Exercise requirements
Would you please repeat the data that follows, exactly as it reads?

Data records
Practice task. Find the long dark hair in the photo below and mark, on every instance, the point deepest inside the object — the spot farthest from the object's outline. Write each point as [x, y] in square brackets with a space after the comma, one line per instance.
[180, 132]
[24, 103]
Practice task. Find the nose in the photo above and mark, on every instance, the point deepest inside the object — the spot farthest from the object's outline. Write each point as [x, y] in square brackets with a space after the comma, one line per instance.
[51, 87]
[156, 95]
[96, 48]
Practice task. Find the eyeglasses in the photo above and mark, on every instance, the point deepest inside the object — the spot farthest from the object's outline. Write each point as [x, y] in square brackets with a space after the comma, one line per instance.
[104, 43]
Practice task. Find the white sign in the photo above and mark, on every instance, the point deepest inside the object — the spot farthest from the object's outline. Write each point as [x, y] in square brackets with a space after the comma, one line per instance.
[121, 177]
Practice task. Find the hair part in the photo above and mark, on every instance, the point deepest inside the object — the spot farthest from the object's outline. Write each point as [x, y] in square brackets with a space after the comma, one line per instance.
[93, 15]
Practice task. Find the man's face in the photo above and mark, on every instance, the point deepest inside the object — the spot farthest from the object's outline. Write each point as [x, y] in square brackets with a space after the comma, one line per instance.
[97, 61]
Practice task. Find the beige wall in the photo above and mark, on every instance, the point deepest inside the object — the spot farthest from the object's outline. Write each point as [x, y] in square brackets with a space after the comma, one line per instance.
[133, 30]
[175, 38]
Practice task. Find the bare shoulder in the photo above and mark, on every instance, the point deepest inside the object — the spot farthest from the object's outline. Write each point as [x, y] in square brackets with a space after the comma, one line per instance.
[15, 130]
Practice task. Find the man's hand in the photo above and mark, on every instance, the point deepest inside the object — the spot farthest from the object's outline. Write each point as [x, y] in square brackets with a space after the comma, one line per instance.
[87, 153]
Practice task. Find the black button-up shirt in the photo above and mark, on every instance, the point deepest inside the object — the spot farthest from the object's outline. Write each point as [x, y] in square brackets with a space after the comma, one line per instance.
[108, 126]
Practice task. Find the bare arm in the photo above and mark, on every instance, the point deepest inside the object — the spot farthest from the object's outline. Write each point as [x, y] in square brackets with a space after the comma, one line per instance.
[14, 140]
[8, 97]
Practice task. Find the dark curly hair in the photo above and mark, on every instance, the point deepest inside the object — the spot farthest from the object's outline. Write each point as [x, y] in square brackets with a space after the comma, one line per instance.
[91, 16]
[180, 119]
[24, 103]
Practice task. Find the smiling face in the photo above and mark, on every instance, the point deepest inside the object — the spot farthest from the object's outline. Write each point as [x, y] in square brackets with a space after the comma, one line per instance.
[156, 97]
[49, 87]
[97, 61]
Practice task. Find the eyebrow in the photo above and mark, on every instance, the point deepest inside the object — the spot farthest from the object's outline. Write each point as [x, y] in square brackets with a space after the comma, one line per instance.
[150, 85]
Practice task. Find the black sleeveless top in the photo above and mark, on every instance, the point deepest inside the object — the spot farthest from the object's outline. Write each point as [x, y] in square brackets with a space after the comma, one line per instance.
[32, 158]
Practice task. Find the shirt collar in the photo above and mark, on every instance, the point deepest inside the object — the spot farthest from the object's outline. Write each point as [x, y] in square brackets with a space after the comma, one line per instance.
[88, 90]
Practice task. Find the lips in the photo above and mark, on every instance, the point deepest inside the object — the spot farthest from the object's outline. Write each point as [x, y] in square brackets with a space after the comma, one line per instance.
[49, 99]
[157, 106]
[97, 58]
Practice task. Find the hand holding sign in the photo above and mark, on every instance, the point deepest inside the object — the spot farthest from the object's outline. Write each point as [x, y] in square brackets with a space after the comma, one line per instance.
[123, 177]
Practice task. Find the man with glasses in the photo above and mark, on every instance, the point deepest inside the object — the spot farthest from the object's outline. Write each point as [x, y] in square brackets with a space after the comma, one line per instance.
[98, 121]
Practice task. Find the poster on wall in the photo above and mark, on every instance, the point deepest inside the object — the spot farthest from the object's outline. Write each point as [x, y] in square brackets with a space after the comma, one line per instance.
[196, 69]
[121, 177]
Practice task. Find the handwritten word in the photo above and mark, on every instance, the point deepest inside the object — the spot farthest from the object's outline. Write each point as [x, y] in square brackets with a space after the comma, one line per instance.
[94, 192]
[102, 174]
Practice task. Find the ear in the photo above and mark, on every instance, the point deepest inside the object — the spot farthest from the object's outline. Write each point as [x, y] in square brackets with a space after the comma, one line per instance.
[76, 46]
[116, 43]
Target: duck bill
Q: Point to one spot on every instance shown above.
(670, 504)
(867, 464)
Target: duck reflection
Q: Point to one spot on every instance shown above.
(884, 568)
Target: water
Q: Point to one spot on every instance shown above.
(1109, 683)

Response below
Practice task. Find the long dark hair in the photo below and mark, on every instance, the point deepest inside the object — the spot farthest from the object's outline. Write each point as [x, y] in square brackets with a space after the comma, one line per instance.
[180, 132]
[24, 103]
Practice task. Find the nose in the photo above and mark, on every instance, the point deepest inside the object — the spot farthest from the object's outline. Write each point as [x, y] in square brackets with a space after the comma, one line per instance.
[51, 87]
[156, 95]
[96, 48]
Practice task. Find the eyeglasses in the photo above and mark, on every instance, the point deepest inside the object — the spot farthest from the object's outline. Write each point as [x, y] in square brackets with a space after the comma, one line per instance.
[104, 43]
Practice task. Find the white sign in the photo above and mark, on every instance, the point deepest inside the object — the spot farthest from the object's outline. Write each point as [x, y] in square brackets with a space after the comma, one line per instance.
[121, 177]
Practice task. Find the hair part in the photo above and mark, on every instance, the point deepest inside the object — the spot farthest from the object's outline. Write each point as [x, y] in square brackets with a space after the comma, one line per instance.
[93, 15]
Practice task. Find the man's face in the photo above and mark, on every instance, the point deepest inside the object — the spot farthest from the object's outline. Write each point as [x, y] in square brackets with a space after the comma, one line per instance.
[97, 61]
Practice task. Find the beige wall in the photo above and mark, on every instance, the point deepest inside the object — the spot farthest from the object's outline. Write each point as [x, y] in square brackets with a space after the comma, one line per instance.
[133, 30]
[175, 38]
Practice task. Find the bare shoulder in the photo above and mark, on every instance, the point deepest inside the object — the spot farthest from the object's outline. Write each point as [x, y] in square brackets with a space after the comma, one line per instance.
[15, 130]
Practice task. Find the man's hand in the photo above and mark, on every instance, the point deepest inside the object — the spot farthest from the object's outline. Write each point as [x, y] in square brackets with a space after the comma, one line per instance.
[87, 153]
Practice task. Find the black button-up shirt in the photo above and mark, on every instance, the point deepest inside the object — the spot farthest from the object's outline. Write each point as [x, y] in square brackets with a space after the comma, one line per instance.
[108, 126]
Practice task. Find the bare arm in the photo above and mark, on every instance, the point deepest inside the object — the spot farthest from the object's outline. Write each point as [x, y] in square brackets with a space after the comma, one line per instance.
[14, 140]
[8, 97]
Practice task. Find the dark curly hair in the photo above and mark, on every instance, the point deepest inside the object — the spot farthest from the object's outline. Write each point as [x, y] in square brackets with a space after the comma, one line per instance.
[91, 16]
[180, 119]
[24, 103]
Practice task. Find the smiling face in the photo above and mark, on every instance, the point deepest inside the object — the spot farthest from the object's outline. Write each point as [x, y] in square brackets with a space after the comma, one line per instance.
[156, 97]
[49, 87]
[97, 61]
Practice task. Find the eyebrow in the photo above and mark, on every instance, the point deepest inside the object — the spot farthest from the object's outline. Write each point as [x, y] in square brackets with a space after the comma, one line per instance.
[150, 85]
Practice task. Find the black sleeveless top in the photo above and mark, on every instance, the point deepest inside the object — the spot farthest from the object's outline. Write each point as [x, y] in square brackets with a space after the comma, one line per instance.
[32, 158]
Practice task. Find the shirt collar in the photo above and mark, on every instance, the point deepest inside the object — the spot farthest from the object's outline. Write each point as [x, y] in square brackets with a space after the comma, one line per instance.
[88, 90]
Practice task. Find the lips in the photo above and mark, on every instance, the point deepest inside the object — the spot farthest from the object's outline. Write each point as [x, y] in square brackets with a space after the comma, one line per instance.
[49, 99]
[157, 106]
[97, 58]
Practice task. Find the hand holding sign in the photo above and mark, on every instance, the point deepest inside the object — the spot farthest from the object's outline. Write each point as [x, y] in square brackets with a space after the comma, one line per instance.
[123, 177]
Practice task. Find the man with glasses in the photo above and mark, on every instance, the point deepest inside the object — the spot farthest from the object's outline. Write each point as [x, y] in square brackets with a space after the comma, one line per instance.
[98, 121]
Practice task. Find the poster on wall in the photo above and mark, on every instance, the point deepest inside the object — the spot farthest from the object's outline. Write each point as [x, y] in square brackets with a space after the comma, one line per instance.
[196, 69]
[121, 177]
Practice task. Find the handwritten word in the photo above and mark, on every instance, the point deepest inside the object — the spot farthest from the object's outline. Write each point as [x, y] in square brackets with a space after the comma, one line per instance.
[94, 192]
[102, 174]
Practice task. Find the ear in the photo above and mark, on every instance, the point deepest inside the object — the spot farthest from the object's outline. Write each point as [x, y] in square brackets with a space after the comma, one line per instance.
[76, 46]
[116, 43]
Target: duck bill
Q: Point to one spot on every instance shown above.
(670, 504)
(867, 464)
Target: duck reflection
Q: Point to one spot on every instance shown above.
(884, 568)
Target: water
Q: Point to one spot on every instance shown above.
(1109, 683)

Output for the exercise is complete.